● Set of tasks
(a) Reproduce the passage on John Hare starting with "The son of the" and going on through "Holy Spirit (2023).", substituting "series" for "trilogy".
(b) Carry on with the biography of John Hare from its final sentence.
*** Exercise text Section Begins ***
British philosopher and ethicist

John Edmund Hare (born 26 July 1949) is a British classicist, philosopher, and ethicist, and the Noah Porter Professor Emeritus of Philosophical Theology at Yale University. He held the Noah Porter chair from 2003 until his retirement in 2023, with concurrent appointments in Yale's departments of Classics, Philosophy, and Religious Studies.

The son of the British utilitarian philosopher R. M. Hare, John Hare has worked on an ethical theory that integrates Kantian deontological ethics with divine command theory. Unlike his father's secular philosophy, Hare's work is specifically Christian and grounds moral obligation in God's authority. He is best known for his concept of the "moral gap"—the distance between the ethical demand placed on human beings and their natural capacity to meet it—and for his trilogy of works on ethics and Trinitarian theology: The Moral Gap (1996), God's Command (2015), and Unity and the Holy Spirit (2023).

The author of over sixty articles in scholarly journals, Hare has worked on ancient philosophy, medieval Franciscan philosophy, Immanuel Kant, Søren Kierkegaard, contemporary ethical theory, the theory of the atonement, medical ethics, international relations, and aesthetics. He is a published composer of liturgical compositions for choir and organ.

==Early life and family==
Hare was born on 26 July 1949 in the United Kingdom. His father was R. M. Hare (1919–2002), a leading post-war moral philosopher at Oxford University and one of the foremost proponents of prescriptivism and utilitarianism in British analytic philosophy. His mother, Catherine Verney, came from an ancient English family; Hare's middle name Edmund is drawn from his ancestor Sir Edmund Verney, standard-bearer for King Charles I at the Battle of Edgehill in 1642.

Hare grew up in the village of Ewelme, Oxfordshire, where his mother directed the church choir and worked as a piano teacher, and where his father taught at Oxford. He held music scholarships at Rugby School and later at Balliol College, Oxford. He worked as a teacher at Tyndale Biscoe School in Kashmir, India, from 1966 to 1967.
*** Exercise text Section Ends ***
*** Supplied information Section Begins ***
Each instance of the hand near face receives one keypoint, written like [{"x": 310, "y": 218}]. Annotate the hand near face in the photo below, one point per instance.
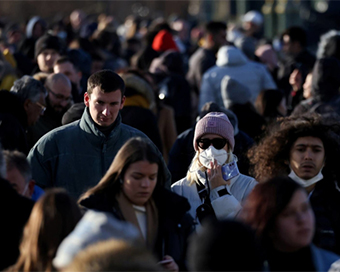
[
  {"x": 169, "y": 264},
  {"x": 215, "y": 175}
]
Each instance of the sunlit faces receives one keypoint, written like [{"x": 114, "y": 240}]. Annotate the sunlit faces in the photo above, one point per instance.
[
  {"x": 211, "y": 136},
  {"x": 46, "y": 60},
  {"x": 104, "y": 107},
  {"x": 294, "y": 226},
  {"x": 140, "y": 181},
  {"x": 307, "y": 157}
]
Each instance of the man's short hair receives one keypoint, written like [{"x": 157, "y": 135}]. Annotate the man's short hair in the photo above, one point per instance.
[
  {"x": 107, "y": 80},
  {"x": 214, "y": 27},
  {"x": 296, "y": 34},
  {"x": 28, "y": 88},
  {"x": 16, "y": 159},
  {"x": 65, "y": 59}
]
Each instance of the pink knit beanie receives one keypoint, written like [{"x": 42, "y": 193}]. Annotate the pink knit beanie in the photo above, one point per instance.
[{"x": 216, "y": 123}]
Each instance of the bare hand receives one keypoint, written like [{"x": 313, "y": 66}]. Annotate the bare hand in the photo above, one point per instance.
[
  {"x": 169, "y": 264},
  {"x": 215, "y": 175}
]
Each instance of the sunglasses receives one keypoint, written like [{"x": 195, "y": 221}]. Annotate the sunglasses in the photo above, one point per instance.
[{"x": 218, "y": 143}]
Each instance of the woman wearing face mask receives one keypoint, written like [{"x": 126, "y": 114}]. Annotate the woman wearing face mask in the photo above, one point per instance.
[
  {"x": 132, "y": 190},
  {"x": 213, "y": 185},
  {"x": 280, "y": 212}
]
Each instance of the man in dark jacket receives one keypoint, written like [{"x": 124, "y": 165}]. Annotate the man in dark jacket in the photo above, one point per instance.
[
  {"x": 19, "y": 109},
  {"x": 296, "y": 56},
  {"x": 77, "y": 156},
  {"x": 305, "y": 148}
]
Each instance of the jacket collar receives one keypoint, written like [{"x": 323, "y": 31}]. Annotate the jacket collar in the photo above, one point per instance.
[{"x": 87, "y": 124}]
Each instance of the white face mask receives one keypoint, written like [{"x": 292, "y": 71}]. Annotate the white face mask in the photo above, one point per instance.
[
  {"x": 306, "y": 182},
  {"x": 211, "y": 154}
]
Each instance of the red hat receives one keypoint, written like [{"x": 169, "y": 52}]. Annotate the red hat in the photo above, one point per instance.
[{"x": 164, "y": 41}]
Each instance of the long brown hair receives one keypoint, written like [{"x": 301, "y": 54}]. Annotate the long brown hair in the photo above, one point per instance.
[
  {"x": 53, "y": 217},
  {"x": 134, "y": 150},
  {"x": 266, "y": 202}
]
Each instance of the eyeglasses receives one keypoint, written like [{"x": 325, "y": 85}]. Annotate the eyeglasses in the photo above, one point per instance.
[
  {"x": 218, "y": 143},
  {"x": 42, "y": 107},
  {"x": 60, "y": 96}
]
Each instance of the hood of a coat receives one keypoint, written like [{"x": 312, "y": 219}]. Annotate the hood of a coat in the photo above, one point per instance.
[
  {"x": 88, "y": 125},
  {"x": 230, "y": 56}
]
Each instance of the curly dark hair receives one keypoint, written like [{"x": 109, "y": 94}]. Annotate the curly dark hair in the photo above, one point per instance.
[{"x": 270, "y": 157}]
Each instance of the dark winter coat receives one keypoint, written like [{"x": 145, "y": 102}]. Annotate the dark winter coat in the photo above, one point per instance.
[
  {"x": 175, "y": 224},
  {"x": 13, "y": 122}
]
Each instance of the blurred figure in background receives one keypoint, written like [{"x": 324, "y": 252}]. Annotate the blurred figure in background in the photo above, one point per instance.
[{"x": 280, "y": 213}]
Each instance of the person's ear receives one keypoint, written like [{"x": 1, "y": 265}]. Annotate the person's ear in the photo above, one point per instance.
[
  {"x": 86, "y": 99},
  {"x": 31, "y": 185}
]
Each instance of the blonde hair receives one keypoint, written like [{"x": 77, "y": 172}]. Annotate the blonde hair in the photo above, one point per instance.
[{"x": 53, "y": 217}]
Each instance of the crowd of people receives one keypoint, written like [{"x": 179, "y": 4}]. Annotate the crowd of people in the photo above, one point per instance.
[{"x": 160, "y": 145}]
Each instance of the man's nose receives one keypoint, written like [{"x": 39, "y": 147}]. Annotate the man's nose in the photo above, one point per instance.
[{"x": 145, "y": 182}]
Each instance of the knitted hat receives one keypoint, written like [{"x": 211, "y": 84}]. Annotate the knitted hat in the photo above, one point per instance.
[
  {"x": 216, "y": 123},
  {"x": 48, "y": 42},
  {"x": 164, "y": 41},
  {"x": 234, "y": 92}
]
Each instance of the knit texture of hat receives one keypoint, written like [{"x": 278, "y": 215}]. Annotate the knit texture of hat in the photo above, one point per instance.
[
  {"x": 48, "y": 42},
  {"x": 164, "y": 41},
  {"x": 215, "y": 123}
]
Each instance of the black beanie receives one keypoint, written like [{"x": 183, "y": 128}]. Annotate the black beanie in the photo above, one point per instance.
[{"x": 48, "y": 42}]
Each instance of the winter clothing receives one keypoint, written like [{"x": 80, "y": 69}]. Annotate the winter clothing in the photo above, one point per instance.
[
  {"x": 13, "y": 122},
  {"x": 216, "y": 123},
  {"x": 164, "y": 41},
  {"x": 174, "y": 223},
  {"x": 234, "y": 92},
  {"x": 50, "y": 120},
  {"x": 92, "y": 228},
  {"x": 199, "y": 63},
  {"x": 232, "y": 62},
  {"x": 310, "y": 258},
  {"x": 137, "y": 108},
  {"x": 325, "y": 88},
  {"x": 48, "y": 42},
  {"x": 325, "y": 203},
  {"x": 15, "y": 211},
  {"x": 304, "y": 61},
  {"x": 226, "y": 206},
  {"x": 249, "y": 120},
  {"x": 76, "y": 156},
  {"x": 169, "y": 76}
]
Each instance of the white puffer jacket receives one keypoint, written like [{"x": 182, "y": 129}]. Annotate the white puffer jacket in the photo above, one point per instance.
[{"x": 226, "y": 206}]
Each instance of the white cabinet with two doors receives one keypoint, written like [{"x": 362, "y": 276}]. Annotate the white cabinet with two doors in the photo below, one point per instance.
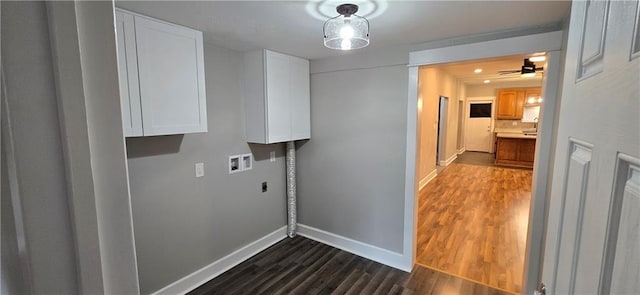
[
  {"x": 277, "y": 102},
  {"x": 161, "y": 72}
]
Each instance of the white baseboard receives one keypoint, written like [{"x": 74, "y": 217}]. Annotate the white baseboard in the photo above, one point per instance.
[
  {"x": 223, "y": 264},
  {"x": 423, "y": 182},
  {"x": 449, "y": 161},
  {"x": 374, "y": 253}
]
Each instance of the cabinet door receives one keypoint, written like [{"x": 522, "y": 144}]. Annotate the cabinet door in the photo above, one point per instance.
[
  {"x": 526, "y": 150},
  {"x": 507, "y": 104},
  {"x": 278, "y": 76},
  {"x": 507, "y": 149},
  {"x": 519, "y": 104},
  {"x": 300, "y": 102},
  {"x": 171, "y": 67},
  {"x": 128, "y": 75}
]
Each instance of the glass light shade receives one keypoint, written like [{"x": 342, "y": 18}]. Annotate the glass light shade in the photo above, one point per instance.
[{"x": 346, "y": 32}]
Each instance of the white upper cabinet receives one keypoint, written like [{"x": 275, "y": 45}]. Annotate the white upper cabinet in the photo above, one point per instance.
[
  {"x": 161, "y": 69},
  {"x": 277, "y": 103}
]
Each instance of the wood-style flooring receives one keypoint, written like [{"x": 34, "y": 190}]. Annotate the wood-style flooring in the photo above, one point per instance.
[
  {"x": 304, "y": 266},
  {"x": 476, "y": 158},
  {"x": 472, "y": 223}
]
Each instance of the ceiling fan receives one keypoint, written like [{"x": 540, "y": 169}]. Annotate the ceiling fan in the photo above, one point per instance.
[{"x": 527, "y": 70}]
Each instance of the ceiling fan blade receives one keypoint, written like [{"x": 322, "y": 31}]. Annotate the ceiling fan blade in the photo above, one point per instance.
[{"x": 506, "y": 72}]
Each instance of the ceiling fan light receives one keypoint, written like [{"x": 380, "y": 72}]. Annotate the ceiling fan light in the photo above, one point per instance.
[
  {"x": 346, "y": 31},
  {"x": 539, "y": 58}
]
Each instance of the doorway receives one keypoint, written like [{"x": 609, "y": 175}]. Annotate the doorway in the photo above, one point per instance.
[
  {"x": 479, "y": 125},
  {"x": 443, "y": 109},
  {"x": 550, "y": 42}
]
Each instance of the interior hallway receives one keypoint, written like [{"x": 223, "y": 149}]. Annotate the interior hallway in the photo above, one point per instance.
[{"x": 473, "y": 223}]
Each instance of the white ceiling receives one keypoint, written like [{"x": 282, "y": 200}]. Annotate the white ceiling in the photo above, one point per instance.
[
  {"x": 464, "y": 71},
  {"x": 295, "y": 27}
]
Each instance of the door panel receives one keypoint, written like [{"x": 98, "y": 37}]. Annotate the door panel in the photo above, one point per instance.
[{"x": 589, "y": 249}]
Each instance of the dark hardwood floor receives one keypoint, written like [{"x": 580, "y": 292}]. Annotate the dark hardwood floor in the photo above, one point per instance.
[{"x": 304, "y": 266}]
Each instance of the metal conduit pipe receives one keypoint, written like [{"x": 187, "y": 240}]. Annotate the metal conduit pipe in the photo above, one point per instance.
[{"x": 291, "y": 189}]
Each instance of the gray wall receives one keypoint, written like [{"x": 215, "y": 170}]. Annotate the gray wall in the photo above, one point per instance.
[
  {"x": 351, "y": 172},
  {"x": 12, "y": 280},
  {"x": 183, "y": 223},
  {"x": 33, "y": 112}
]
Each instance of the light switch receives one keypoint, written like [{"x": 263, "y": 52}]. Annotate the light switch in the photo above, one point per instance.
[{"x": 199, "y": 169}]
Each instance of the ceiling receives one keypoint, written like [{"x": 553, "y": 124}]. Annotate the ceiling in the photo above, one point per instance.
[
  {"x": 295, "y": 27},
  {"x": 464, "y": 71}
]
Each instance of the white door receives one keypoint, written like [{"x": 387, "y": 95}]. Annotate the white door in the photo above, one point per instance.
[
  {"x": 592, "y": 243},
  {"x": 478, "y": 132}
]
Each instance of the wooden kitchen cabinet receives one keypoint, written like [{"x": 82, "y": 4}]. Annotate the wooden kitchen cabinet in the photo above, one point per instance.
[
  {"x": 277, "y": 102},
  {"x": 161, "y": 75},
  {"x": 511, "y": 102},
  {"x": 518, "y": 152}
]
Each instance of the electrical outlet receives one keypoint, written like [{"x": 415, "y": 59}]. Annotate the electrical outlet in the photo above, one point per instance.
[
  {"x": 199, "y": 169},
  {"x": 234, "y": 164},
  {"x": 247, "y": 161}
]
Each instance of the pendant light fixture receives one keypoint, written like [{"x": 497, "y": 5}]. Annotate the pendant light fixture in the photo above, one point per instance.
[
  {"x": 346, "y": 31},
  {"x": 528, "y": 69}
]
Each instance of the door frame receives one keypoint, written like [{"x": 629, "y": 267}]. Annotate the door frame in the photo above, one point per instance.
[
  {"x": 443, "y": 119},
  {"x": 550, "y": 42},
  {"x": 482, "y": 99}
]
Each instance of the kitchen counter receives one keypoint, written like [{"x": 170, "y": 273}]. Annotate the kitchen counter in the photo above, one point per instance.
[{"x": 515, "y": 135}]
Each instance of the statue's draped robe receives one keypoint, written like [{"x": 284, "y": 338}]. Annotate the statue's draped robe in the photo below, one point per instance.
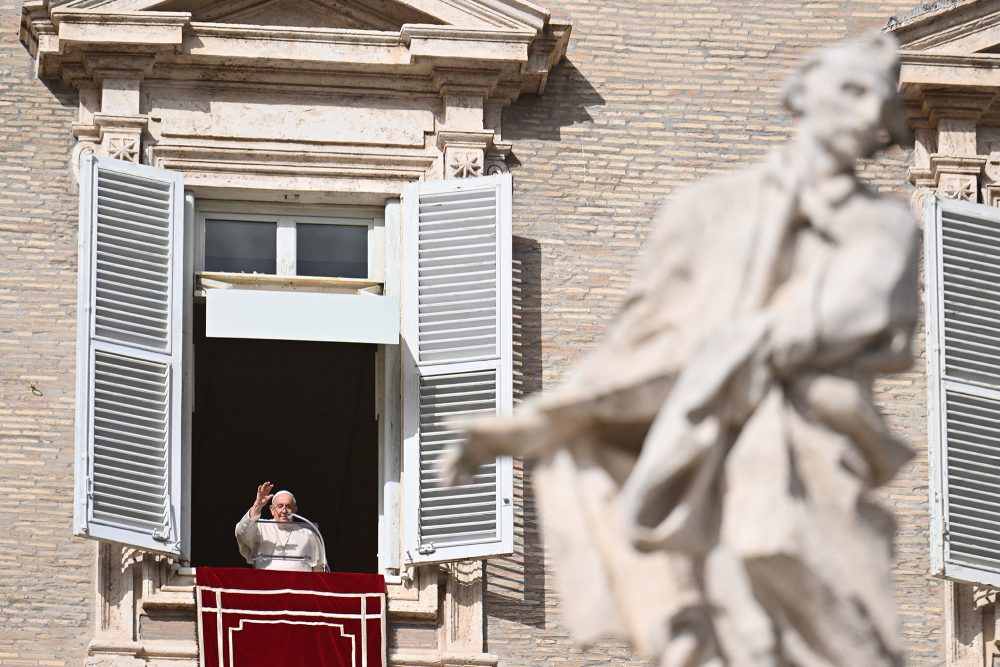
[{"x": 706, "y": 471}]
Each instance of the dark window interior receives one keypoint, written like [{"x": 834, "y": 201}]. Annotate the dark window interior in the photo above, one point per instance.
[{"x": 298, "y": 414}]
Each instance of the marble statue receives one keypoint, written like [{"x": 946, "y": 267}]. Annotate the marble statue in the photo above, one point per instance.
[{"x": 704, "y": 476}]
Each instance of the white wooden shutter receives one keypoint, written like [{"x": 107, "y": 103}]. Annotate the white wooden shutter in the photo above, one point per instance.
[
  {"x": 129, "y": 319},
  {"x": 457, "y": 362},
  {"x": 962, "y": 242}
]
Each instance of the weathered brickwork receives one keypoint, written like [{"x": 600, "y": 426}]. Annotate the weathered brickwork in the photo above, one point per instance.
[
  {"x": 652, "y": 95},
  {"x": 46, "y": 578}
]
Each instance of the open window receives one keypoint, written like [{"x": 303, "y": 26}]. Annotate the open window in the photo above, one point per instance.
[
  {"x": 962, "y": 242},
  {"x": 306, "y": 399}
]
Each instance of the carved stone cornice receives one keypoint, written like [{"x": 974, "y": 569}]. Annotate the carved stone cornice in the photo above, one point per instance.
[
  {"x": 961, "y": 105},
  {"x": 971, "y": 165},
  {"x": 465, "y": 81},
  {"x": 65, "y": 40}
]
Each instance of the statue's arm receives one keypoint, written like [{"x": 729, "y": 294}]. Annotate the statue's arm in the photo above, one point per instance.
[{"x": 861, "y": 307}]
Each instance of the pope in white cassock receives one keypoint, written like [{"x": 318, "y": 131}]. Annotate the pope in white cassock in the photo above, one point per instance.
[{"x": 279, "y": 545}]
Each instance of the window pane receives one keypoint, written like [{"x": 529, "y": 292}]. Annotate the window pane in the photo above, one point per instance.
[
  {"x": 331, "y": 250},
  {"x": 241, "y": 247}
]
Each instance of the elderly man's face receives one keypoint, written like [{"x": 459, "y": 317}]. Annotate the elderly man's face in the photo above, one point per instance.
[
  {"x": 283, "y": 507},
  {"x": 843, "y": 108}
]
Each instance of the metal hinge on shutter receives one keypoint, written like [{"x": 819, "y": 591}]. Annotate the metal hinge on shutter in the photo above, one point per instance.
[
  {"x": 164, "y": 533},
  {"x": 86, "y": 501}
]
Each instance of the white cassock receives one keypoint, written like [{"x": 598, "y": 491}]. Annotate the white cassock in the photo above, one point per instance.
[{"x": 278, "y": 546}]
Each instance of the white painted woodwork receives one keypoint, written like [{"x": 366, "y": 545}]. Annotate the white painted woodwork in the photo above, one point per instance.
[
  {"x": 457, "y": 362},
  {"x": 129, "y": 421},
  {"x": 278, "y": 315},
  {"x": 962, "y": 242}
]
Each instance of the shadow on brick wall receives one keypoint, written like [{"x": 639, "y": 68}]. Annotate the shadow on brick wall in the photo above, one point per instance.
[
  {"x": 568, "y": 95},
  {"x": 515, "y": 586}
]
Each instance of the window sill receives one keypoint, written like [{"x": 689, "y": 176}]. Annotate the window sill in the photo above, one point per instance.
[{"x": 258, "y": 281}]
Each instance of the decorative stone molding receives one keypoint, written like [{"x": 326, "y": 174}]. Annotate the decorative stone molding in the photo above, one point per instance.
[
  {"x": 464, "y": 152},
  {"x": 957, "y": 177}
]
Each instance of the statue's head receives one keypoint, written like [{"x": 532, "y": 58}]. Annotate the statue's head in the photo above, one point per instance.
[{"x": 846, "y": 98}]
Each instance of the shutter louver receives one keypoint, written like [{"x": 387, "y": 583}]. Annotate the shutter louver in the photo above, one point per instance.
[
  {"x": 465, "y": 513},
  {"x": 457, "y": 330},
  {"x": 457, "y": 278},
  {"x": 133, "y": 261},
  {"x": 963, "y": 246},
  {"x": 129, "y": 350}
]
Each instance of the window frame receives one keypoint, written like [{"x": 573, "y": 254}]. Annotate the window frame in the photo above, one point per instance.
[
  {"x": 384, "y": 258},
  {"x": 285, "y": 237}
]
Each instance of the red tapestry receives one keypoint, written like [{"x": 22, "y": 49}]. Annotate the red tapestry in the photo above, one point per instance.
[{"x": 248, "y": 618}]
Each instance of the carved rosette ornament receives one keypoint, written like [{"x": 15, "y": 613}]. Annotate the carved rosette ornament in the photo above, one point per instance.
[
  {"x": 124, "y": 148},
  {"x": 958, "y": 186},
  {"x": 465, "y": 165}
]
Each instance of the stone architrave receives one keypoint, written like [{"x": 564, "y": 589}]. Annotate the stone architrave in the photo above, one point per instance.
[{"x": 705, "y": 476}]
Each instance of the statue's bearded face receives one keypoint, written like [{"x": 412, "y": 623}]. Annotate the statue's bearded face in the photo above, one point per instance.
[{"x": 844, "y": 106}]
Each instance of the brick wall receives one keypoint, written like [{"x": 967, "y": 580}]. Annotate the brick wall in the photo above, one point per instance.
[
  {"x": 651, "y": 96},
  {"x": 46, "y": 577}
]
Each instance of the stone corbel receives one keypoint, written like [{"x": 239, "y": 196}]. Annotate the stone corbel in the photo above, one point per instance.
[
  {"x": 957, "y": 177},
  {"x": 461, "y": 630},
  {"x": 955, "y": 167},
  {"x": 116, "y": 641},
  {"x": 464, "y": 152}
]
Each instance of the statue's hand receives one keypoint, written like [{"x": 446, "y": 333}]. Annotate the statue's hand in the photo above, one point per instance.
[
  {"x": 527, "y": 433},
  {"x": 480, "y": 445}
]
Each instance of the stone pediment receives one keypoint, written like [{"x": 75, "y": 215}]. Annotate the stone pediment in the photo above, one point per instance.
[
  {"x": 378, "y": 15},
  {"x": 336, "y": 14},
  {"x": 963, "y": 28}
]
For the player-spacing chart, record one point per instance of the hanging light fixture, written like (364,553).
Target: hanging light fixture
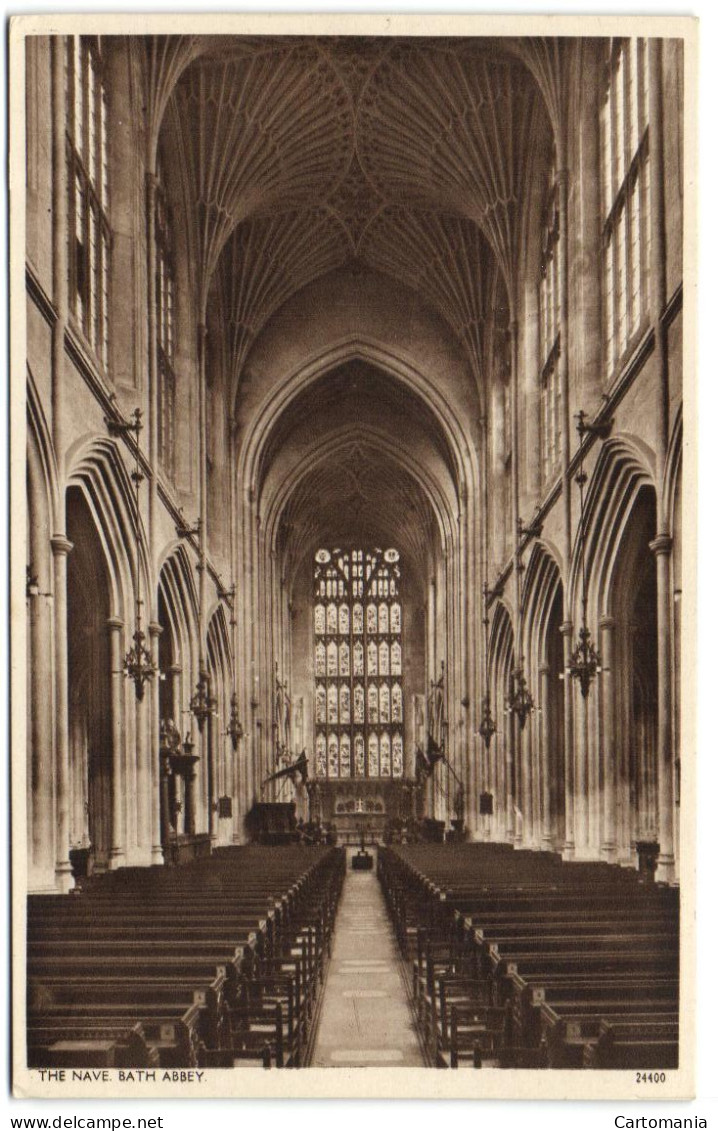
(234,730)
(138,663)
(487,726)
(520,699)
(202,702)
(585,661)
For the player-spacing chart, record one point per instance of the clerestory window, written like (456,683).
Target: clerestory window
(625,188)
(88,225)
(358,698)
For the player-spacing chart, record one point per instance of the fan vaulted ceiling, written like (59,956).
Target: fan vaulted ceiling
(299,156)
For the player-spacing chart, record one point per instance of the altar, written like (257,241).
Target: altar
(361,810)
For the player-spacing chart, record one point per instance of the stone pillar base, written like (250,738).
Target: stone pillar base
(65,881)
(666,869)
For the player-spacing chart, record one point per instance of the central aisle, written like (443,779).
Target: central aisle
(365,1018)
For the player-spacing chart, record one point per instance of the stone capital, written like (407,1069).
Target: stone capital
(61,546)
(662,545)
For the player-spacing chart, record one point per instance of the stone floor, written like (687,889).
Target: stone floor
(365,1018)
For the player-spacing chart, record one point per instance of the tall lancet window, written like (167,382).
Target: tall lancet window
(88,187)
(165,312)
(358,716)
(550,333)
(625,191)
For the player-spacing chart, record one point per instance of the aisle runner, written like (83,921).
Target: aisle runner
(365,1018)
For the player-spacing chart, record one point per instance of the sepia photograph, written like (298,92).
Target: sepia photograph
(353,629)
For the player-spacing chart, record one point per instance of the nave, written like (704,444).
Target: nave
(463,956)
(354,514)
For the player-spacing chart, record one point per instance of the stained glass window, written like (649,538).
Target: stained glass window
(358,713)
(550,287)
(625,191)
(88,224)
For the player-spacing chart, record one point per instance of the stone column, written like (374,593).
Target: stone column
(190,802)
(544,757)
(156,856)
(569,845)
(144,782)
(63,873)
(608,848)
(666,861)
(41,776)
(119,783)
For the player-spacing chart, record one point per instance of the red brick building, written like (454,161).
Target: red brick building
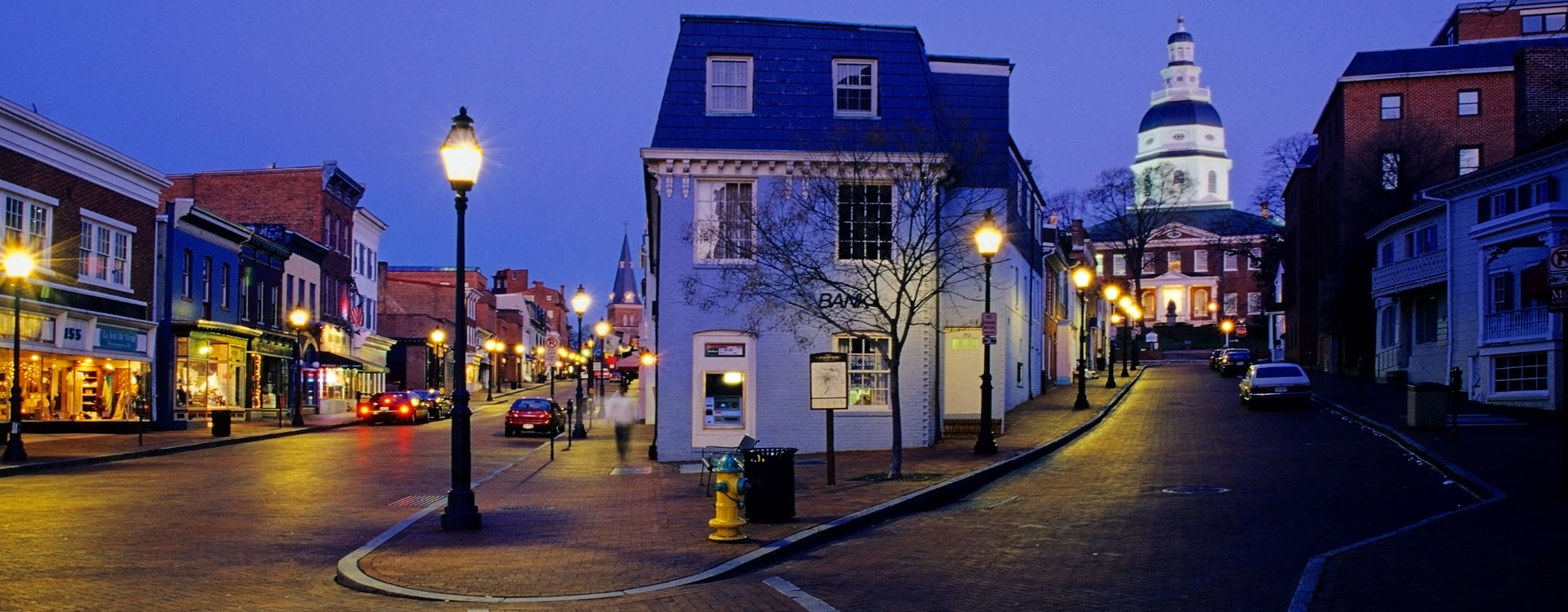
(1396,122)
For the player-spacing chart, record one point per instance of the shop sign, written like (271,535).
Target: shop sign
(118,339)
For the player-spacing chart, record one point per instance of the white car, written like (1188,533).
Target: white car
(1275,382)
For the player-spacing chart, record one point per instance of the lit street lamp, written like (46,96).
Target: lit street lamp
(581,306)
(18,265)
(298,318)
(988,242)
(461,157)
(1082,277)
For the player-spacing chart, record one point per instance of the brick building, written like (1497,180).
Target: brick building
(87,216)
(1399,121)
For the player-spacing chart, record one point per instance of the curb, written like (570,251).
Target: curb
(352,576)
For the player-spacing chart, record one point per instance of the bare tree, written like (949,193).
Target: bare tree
*** Supplied information Section Ends ***
● Answers by item number
(a)
The son of the British utilitarian philosopher R. M. Hare, John Hare has worked on an ethical theory that integrates Kantian deontological ethics with divine command theory. Unlike his father's secular philosophy, Hare's work is specifically Christian and grounds moral obligation in God's authority. He is best known for his concept of the "moral gap"—the distance between the ethical demand placed on human beings and their natural capacity to meet it—and for his series of works on ethics and Trinitarian theology: The Moral Gap (1996), God's Command (2015), and Unity and the Holy Spirit (2023).

(b)
==Education==
Hare received a Bachelor of Arts with honours in Literae Humaniores from Balliol College, Oxford in 1971. He then moved to the United States to study at Princeton University, where he completed a PhD in classical philosophy under the supervision of Gregory Vlastos in 1975. He chose Princeton in part to establish a professional identity independent of his father's prominent position in British philosophy.

==Career==

===Lehigh University (1975–1989)===
Hare was a visiting assistant professor at the University of Michigan in 1975 before joining the faculty of Lehigh University as a professor of philosophy, a position he held from 1975 to 1989. He was also a visiting fellow in the humanities at the Medical College of Pennsylvania from 1978 to 1981. He served on the staff of the United States House Committee on Foreign Affairs from 1982 to 1983, and was a Congressional Fellow of the American Philosophical Association from 1981 to 1982. He received the Junior Lindback Award for Distinguished Teaching in 1981 and was elected an honorary member of Phi Beta Kappa in 1979.

During this period Hare published his first book, a commentary on Plato's Euthyphro (1985), and his second book, The Moral Gap (1996), which broke new ground in Kant scholarship by recovering the theological dimensions of Kant's moral philosophy.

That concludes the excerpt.